WHAT IS NEEDED:
Count the lines in the listing below that contain the string "woman", matching case exactly, and give only the number.

PROVIDED DATA:
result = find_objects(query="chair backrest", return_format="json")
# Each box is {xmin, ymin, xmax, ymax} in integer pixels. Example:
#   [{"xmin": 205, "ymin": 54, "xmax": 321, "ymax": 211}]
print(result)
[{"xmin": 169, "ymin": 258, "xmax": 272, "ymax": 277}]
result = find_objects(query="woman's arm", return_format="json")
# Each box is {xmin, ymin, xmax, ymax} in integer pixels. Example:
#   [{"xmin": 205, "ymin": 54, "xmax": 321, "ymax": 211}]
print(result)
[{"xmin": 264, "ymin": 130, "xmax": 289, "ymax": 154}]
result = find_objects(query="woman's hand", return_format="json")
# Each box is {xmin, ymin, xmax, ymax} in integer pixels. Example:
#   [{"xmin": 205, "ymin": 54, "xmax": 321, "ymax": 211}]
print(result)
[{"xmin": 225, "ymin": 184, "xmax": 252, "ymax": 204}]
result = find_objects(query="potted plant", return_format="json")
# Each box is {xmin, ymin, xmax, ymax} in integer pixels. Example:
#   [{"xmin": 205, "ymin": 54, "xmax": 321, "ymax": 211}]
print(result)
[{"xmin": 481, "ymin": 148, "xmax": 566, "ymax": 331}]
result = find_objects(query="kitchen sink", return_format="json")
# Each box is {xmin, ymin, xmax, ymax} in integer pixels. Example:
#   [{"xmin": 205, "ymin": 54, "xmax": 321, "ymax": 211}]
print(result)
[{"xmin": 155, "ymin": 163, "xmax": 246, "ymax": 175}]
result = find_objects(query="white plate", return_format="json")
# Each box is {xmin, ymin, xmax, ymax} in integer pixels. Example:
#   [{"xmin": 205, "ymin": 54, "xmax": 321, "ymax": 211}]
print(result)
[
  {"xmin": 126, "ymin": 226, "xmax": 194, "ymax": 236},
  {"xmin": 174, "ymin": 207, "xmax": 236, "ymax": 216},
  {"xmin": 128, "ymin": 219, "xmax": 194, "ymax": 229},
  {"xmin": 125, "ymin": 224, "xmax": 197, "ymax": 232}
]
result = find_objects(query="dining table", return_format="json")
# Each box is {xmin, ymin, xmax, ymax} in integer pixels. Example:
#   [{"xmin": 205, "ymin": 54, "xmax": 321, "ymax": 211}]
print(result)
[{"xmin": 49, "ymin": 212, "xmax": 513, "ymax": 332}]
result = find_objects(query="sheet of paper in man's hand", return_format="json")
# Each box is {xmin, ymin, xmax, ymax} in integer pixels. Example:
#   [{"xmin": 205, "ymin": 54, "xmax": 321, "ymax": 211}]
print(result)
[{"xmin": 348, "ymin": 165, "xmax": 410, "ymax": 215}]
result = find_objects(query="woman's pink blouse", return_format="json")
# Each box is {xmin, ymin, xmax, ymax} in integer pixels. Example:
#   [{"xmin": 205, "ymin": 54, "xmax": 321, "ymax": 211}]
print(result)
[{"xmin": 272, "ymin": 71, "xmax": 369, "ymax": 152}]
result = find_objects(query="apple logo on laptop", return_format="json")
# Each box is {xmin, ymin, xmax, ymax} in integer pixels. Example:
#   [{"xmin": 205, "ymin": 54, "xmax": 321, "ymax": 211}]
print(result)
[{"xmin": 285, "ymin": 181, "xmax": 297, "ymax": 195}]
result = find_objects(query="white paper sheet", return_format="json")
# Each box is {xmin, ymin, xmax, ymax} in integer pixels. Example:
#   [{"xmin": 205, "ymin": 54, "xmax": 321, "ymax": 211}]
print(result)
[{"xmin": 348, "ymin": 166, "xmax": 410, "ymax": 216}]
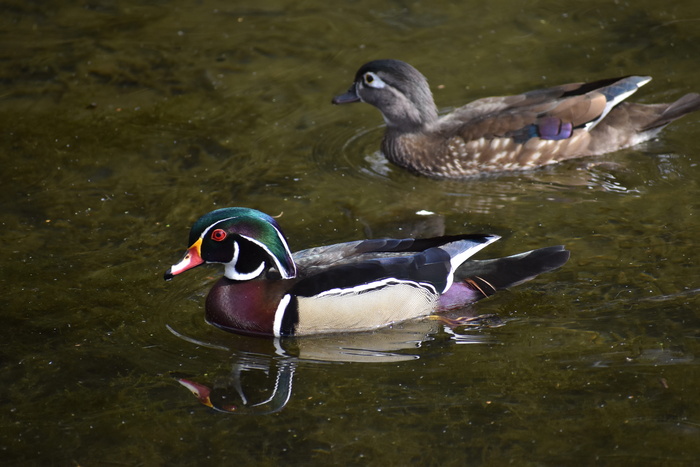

OUTPUT OF THE TASK:
3